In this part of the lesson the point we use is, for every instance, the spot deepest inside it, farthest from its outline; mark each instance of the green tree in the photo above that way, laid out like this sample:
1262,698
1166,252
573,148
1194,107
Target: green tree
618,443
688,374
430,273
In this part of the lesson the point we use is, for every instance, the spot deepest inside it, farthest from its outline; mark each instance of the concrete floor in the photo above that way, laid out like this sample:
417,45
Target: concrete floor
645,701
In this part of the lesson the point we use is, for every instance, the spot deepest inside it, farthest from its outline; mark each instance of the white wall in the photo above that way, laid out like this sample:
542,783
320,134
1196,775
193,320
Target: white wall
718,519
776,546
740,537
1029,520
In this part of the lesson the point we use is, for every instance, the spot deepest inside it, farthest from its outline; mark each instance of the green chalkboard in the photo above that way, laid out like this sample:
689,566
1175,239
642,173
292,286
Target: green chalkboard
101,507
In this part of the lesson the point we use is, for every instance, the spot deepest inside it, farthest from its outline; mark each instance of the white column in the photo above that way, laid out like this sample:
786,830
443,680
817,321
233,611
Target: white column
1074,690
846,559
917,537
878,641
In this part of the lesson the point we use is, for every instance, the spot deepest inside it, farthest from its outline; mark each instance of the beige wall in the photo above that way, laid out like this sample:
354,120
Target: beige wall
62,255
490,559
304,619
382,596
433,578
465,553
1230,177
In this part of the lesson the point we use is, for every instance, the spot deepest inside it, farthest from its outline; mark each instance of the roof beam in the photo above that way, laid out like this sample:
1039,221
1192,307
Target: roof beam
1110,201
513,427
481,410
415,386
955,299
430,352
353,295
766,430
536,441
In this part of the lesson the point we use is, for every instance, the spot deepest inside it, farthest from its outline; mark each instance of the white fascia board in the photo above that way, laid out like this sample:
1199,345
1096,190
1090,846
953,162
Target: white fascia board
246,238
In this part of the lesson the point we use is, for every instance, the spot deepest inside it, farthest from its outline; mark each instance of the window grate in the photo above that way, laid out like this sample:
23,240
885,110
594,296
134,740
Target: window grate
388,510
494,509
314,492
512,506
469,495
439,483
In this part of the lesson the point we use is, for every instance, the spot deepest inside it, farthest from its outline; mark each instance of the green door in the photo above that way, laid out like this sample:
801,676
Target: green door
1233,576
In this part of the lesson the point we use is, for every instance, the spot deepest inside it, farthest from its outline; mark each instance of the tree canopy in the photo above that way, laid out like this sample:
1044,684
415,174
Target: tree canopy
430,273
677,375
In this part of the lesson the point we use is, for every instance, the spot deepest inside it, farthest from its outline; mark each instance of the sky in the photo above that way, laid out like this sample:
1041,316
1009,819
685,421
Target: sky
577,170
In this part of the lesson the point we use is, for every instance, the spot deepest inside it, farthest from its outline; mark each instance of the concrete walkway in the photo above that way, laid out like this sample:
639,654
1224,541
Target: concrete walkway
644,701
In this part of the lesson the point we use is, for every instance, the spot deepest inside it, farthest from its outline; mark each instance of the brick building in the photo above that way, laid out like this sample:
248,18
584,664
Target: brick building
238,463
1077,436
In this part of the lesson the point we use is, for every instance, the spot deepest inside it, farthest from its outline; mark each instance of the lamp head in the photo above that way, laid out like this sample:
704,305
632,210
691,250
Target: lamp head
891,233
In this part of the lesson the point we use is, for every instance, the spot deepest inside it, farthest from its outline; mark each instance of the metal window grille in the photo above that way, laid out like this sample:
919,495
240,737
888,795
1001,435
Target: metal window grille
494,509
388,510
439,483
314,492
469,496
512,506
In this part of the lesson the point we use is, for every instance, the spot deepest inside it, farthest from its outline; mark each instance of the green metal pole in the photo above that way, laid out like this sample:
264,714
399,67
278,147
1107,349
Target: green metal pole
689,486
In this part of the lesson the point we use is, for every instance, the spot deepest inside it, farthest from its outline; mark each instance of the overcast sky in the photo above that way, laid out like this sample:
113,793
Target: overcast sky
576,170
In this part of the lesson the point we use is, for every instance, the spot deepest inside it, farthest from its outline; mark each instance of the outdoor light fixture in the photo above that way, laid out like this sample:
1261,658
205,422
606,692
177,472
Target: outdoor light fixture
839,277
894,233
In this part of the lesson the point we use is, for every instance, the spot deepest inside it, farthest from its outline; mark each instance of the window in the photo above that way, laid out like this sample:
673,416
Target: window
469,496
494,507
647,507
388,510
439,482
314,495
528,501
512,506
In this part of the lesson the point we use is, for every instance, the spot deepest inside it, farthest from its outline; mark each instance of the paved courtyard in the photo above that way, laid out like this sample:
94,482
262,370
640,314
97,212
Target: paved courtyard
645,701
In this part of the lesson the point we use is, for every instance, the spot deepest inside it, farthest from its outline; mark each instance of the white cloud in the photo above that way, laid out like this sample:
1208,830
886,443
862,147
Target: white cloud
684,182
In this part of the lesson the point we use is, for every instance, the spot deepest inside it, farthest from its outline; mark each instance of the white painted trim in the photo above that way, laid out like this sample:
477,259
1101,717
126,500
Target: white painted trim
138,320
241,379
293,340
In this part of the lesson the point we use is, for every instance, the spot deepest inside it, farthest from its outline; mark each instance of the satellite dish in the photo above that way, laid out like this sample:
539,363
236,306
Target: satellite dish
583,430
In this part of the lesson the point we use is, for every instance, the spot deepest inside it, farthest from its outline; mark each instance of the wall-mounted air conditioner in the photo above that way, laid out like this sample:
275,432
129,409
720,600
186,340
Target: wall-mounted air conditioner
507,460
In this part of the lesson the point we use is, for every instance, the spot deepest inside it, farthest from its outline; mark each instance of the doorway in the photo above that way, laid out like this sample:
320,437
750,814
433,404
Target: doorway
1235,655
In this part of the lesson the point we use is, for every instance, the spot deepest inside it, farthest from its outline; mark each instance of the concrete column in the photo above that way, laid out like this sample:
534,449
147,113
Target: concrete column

==

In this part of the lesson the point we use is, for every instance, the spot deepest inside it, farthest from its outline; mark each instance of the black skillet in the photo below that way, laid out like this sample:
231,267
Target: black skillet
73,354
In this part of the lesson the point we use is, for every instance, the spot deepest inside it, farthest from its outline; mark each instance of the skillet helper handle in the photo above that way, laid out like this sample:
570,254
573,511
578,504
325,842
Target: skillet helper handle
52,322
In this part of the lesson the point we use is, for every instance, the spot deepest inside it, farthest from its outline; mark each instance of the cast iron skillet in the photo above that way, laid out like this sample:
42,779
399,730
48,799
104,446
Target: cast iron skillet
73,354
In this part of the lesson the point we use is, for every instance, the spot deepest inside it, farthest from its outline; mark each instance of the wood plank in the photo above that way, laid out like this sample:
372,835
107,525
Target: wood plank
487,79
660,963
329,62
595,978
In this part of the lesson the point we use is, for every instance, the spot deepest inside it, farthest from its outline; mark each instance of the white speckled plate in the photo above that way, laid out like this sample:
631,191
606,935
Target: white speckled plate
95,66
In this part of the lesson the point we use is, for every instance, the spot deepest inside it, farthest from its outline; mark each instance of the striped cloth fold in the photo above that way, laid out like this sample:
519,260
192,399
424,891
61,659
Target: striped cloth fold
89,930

> [WHAT YOU WILL DO]:
Reproduce word for word the lines of the material above. Start at the line containing "of the doorway", and stop after the line containing "Target: concrete column".

> [THE ANSWER]:
In this part of the lesson the point we use is, for every instance, the spot deepest inside it, farthest from its outline; mark each instance of the doorway in the photo above that way, laid out like this sample:
320,437
750,814
433,404
Target: doorway
1235,655
In this part of the lesson the point we use is, for every instance, the spot deepest inside it, farthest from its outline; mark each instance of the concrete column in the photo above that way, laid out like this sample:
534,449
147,113
Target: concrete column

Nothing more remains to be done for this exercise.